本文:

-------------------------

ボール置き埸

読書メモと勉強したことのまとめ。

快楽主義の擁護(Moen 2016)

Moen, O.M. An Argument for Hedonism. J Value Inquiry 50, 267–281 (2016). https://doi.org/10.1007/s10790-015-9506-9

 

*1

 

快楽主義の定義

快楽主義[Hedonism]は二つの条件からなる。

  • P1:快楽[pleasure]は内来的に[intrinsically]価値的[valuable]であり、苦痛[pain]は内来的に負価値的である。
  • P2:快楽以外に内来的に価値的なものはなく、苦痛以外に内来的に負価値的なものはない

それぞれの条件に対する批判に答えることで快楽主義を擁護する。

 

P1(快楽は内来的価値をもつ)の擁護

快楽が内来的価値をもつことの直観的な擁護としては、ある行為をする理由に関して源泉に辿っていけば(「なぜそうするのか」を繰り返せば)、その先に快楽があると思われる、というものがある。とりあえずこれを認めたとしても*2、すべての快楽が価値的だといえるだろうか。そうではないという批判に応える。

道具的に価値的であるだけ

Pinaltoは、快楽の価値は「個人の福利増進活動を追跡するとともに、個人が自分の福利に貢献するものを追求する動機を与える経験的信号としての快楽の進化的役割」から考えて、道具的な価値だと主張する。

-------------------------

コレクションから抽出したデータ
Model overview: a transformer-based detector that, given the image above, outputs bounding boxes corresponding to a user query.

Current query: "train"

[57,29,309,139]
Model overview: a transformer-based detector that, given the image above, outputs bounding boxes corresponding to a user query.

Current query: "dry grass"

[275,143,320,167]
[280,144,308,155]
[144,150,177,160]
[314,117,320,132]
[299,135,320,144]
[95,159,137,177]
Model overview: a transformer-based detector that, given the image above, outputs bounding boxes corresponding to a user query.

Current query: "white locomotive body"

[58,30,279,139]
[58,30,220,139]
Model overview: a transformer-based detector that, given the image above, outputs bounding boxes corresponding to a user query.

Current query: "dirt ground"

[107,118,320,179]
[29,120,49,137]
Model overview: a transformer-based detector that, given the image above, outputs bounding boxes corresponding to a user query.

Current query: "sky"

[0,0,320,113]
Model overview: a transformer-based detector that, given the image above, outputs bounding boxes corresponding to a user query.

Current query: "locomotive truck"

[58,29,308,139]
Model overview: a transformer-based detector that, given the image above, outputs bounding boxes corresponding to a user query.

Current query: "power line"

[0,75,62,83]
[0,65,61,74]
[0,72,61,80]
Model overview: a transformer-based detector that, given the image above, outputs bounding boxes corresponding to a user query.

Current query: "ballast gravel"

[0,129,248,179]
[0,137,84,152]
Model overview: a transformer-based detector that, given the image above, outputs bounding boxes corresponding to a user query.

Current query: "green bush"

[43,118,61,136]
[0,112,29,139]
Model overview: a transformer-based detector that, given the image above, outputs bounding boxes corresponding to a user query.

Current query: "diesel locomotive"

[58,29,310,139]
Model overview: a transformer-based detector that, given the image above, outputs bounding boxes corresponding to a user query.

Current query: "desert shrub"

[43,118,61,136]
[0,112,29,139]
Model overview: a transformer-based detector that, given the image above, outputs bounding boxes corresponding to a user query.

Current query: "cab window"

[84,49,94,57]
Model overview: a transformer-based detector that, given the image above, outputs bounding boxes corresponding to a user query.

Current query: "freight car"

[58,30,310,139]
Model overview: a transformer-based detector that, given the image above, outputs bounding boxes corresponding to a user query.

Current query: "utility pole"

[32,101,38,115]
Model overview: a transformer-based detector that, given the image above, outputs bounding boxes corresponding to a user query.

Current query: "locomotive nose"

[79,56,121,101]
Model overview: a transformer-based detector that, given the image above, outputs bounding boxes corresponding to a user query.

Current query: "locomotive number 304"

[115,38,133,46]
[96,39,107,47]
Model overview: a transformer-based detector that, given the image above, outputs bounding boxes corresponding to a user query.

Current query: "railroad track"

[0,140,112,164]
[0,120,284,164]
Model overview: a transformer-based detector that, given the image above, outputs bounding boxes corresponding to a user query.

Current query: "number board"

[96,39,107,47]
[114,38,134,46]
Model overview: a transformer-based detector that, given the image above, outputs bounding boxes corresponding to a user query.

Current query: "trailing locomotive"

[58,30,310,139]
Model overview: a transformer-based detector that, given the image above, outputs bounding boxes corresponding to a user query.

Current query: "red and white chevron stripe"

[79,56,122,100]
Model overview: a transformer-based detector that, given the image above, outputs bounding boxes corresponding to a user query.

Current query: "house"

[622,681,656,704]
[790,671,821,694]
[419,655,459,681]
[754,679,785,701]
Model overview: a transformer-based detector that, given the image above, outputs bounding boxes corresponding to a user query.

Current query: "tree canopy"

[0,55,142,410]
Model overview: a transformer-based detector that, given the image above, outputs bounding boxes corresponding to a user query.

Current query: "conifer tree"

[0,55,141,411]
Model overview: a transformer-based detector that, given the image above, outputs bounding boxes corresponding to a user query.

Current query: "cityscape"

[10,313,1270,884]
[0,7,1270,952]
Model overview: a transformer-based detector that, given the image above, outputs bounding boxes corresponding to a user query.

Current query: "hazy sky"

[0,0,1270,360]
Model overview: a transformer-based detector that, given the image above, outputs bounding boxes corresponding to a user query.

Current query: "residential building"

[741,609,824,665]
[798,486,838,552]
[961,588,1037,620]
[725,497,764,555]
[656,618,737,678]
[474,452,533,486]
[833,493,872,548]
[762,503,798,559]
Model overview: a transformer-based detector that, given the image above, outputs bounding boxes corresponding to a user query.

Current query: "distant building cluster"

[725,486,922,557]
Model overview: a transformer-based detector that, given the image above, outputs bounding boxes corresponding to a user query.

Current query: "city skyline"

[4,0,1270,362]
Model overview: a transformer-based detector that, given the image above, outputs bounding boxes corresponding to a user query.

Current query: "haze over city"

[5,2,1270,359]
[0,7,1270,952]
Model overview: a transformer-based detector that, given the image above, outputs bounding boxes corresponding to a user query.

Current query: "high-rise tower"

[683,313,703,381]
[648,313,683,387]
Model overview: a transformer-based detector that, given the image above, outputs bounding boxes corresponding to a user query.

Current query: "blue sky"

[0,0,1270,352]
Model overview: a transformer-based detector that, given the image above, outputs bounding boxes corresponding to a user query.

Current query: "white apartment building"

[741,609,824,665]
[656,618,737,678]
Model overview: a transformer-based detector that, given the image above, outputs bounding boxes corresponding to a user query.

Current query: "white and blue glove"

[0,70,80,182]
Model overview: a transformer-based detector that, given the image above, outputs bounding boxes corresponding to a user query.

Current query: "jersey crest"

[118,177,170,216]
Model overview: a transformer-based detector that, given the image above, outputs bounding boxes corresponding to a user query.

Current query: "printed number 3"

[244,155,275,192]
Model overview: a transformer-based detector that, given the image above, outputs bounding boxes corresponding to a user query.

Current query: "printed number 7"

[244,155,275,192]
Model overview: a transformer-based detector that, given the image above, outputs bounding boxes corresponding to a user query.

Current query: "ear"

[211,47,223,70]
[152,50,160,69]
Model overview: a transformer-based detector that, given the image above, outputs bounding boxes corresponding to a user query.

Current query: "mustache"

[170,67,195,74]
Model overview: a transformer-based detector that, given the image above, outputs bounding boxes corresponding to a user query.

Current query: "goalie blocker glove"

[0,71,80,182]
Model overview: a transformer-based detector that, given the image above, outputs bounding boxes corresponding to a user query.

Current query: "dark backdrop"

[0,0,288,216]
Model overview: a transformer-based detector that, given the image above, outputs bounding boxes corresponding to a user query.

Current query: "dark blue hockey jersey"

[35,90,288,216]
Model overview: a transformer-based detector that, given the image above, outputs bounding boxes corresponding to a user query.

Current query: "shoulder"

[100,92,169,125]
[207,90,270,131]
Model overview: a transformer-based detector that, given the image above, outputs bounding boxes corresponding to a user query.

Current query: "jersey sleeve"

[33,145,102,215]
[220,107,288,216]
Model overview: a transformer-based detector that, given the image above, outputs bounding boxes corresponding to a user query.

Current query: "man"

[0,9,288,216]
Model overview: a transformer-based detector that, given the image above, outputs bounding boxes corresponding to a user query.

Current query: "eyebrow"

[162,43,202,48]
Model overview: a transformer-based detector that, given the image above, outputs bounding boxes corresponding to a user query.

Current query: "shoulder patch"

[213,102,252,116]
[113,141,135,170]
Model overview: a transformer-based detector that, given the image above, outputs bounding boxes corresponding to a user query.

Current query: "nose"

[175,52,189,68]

-------------------------

快楽主義の擁護を扱う本文において、Pinaltoは快楽の価値をどのような種類の価値だと主張していますか。 これらの記録は、本文とは別の出典から取得したものです。

問題の解答: 道具的な価値だと主張しています。